WHAT THIS TASK INVOLVES
Copy out each of the following lines word for word, with nothing added or changed.

Start RECORDS FOR THE EXERCISE

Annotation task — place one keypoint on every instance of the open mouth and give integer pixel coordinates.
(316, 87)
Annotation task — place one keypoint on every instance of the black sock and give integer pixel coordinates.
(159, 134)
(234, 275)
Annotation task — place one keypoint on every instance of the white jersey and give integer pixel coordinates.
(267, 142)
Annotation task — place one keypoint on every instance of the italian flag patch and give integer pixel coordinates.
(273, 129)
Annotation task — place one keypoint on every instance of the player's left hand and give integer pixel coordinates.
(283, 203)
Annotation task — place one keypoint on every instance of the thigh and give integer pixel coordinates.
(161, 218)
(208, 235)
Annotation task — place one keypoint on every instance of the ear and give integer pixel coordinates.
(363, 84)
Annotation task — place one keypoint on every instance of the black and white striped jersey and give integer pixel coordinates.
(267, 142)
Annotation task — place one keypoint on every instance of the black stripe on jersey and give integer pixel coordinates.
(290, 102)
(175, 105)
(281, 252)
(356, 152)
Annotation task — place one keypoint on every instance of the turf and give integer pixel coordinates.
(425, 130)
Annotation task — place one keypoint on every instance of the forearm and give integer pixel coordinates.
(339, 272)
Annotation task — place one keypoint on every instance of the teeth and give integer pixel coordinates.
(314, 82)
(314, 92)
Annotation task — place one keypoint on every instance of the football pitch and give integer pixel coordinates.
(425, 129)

End RECORDS FOR THE EXERCISE

WORKED ANSWER
Annotation task — place one keypoint on every instance of the open mouth and give integer pixel coordinates.
(316, 87)
Annotation task — place one keypoint on every instance of the black sock and give integer pixel coordinates.
(159, 134)
(234, 275)
Annotation task — place one keypoint on every instance of the white jersey and give integer pixel coordinates.
(267, 142)
Annotation task — place one keypoint on every instance of the italian flag patch and give integer pixel coordinates.
(273, 129)
Annotation task — place one keypoint on every instance of the player's left hand and give integer pixel coordinates.
(283, 203)
Annotation task — place one keypoint on every instance of the thigh and give integer pixel coordinates.
(161, 218)
(208, 235)
Annotation task — place one keypoint on every instance of the ear and give integer pixel coordinates.
(363, 84)
Annotation task — place one keypoint on every instance of the black and white striped jersey and give integer pixel coordinates.
(267, 142)
Annotation task — place one keypoint on every instance of the black stripe on jersey and give integer pixel coordinates.
(290, 102)
(175, 105)
(281, 252)
(356, 152)
Annotation task — place one keypoint on every instance of the turf and give integer pixel coordinates.
(425, 130)
Annotation task — place one keypoint on every instance of the forearm and give integer pixel coordinates.
(339, 272)
Annotation task — place one keypoint on every instance of the teeth and give integer pixel coordinates.
(314, 82)
(314, 92)
Annotation task — place one keypoint on every instance of the football pitch and give integer pixel coordinates.
(425, 129)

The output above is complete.